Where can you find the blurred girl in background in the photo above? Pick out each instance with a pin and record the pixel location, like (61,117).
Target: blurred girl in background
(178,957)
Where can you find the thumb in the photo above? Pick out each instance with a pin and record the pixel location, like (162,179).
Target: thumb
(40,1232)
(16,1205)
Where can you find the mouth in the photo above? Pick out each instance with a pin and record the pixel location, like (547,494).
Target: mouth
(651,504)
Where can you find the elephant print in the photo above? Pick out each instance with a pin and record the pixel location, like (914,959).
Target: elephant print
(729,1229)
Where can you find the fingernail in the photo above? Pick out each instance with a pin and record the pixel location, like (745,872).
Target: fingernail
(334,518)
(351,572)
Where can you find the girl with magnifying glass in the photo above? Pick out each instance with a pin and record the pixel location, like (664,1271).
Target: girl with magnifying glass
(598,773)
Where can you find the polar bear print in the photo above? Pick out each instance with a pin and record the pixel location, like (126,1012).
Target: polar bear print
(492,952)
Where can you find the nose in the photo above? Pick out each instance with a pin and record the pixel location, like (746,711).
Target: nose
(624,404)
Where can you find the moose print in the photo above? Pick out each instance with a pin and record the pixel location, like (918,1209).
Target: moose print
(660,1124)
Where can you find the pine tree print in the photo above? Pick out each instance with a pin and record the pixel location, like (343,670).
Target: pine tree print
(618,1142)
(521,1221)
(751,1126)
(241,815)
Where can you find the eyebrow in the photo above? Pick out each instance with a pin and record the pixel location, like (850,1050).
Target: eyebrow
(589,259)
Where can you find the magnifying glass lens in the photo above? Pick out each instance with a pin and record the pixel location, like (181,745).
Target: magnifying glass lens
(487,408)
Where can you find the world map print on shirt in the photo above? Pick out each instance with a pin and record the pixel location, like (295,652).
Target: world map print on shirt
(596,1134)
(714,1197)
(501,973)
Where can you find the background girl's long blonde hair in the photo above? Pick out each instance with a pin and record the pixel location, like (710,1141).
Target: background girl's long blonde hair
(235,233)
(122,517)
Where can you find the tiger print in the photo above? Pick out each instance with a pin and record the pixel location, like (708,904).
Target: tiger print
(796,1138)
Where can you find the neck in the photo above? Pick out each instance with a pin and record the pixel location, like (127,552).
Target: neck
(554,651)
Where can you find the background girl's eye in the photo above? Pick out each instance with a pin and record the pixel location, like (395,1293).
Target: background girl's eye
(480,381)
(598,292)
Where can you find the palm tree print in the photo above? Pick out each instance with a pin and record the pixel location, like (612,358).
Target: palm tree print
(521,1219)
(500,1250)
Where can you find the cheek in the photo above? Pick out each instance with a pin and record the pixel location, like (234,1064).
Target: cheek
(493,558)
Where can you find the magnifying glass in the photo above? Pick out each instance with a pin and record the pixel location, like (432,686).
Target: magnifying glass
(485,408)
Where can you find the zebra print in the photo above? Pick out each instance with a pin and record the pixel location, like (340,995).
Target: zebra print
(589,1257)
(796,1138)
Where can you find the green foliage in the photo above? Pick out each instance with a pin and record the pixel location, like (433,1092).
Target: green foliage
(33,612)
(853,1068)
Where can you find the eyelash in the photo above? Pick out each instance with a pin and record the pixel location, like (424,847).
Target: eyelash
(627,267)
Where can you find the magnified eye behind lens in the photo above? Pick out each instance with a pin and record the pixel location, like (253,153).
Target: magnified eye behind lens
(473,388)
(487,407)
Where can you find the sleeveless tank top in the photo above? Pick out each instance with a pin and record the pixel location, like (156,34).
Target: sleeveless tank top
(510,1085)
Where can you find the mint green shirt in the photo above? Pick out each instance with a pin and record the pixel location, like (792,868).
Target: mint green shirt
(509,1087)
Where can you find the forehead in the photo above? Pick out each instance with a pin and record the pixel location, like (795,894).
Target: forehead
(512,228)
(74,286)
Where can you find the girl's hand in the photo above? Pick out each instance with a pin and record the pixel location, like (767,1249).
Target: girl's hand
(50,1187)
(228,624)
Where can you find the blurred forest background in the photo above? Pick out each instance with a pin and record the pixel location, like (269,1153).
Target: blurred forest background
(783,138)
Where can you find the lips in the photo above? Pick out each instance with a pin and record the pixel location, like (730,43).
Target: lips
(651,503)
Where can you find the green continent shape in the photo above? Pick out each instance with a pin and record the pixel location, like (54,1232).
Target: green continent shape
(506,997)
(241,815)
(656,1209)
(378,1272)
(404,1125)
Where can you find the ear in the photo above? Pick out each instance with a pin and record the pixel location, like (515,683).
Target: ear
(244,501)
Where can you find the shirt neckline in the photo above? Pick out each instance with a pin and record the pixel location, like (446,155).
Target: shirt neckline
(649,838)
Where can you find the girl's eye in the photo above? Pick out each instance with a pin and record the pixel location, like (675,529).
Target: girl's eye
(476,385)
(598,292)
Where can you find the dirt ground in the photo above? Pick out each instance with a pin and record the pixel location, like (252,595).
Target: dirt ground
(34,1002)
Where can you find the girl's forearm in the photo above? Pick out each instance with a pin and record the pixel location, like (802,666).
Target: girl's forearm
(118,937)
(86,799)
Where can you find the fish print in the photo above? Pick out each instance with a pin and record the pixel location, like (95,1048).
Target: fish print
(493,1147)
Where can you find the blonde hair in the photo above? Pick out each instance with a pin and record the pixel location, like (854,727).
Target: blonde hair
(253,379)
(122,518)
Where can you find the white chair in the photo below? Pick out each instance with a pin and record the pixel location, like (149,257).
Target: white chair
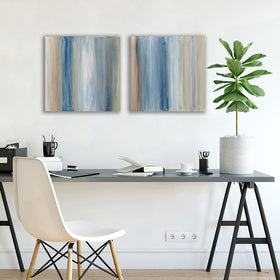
(38,210)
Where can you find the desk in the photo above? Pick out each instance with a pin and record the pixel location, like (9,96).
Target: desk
(245,183)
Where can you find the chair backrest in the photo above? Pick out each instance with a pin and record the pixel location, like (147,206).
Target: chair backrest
(36,203)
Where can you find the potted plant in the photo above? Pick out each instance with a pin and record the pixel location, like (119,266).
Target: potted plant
(236,152)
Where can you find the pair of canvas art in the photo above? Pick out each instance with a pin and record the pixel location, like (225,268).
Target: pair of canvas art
(82,73)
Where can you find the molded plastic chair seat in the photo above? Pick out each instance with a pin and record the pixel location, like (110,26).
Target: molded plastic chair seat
(87,231)
(39,212)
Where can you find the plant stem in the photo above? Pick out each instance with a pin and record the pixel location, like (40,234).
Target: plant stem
(236,110)
(236,120)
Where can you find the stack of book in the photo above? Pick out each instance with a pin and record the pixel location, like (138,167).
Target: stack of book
(52,163)
(138,169)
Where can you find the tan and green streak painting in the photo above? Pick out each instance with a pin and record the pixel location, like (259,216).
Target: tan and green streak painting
(167,73)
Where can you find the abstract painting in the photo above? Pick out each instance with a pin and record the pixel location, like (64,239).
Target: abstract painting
(82,73)
(167,73)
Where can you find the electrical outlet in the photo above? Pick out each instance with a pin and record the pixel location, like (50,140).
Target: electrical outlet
(181,236)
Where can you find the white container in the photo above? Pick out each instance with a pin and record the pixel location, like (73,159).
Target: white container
(52,163)
(236,155)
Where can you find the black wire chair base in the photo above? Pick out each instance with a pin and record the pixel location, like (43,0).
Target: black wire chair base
(63,253)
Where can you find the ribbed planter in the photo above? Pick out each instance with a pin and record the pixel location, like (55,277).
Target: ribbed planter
(236,155)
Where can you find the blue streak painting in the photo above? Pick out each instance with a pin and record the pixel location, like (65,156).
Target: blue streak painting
(167,73)
(82,73)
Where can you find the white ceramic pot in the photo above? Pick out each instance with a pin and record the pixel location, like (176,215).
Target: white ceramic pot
(236,155)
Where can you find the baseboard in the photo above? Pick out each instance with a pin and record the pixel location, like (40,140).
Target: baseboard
(154,258)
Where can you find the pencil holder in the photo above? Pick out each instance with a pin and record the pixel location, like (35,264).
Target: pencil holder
(203,165)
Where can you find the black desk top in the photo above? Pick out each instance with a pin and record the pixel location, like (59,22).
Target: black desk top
(170,176)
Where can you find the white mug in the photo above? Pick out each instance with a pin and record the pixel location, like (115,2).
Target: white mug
(186,167)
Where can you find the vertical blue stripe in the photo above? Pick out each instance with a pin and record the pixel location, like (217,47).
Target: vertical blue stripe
(151,73)
(66,49)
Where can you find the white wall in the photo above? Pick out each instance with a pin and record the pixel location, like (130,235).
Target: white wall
(95,140)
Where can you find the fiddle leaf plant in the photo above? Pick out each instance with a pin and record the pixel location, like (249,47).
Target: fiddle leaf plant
(236,86)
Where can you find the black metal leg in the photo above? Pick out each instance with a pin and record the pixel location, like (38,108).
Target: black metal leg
(251,233)
(219,224)
(10,224)
(267,234)
(236,229)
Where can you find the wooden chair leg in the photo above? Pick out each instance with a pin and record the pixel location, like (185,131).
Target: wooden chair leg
(115,259)
(69,262)
(33,260)
(79,259)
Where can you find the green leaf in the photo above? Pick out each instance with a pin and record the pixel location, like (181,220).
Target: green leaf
(224,104)
(220,87)
(234,65)
(234,96)
(221,82)
(252,64)
(216,66)
(238,50)
(227,47)
(255,74)
(254,57)
(252,89)
(257,91)
(251,104)
(229,88)
(246,48)
(242,70)
(241,107)
(228,75)
(218,99)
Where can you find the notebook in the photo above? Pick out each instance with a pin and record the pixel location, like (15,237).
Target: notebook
(72,174)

***

Reproduce all the lines from the one containing "Where can you find the black metal" through the last one, inclusive, scaling every coordinate in the answers by 0.9 and rounding each to a whole number, halves up. Keep the numbers in the other lines as they are.

_EXERCISE ANSWER_:
Where can you find the black metal leg in the photo above? Pick out each instance with a pin and record the pixel location, like (38,108).
Target: black metal leg
(226,210)
(197,202)
(9,202)
(240,211)
(212,206)
Where can you find the wooden chair leg in the photo above? Pick out each instance with a pin and record the pixel location, like (185,131).
Target: wooden chair leg
(104,233)
(62,236)
(30,234)
(71,233)
Where can you find the green leaf in the photo above? Pick out each instance with a pin and record the pixel location, like (181,220).
Target: green leaf
(202,94)
(198,78)
(211,59)
(211,86)
(199,74)
(227,58)
(194,59)
(214,45)
(204,42)
(230,67)
(229,51)
(227,80)
(231,82)
(226,94)
(206,79)
(221,43)
(218,63)
(217,96)
(205,68)
(196,89)
Where can you find the notebook in the photo above? Pick out each instance with a pin and record the pixel location, like (15,237).
Target: notebook
(65,157)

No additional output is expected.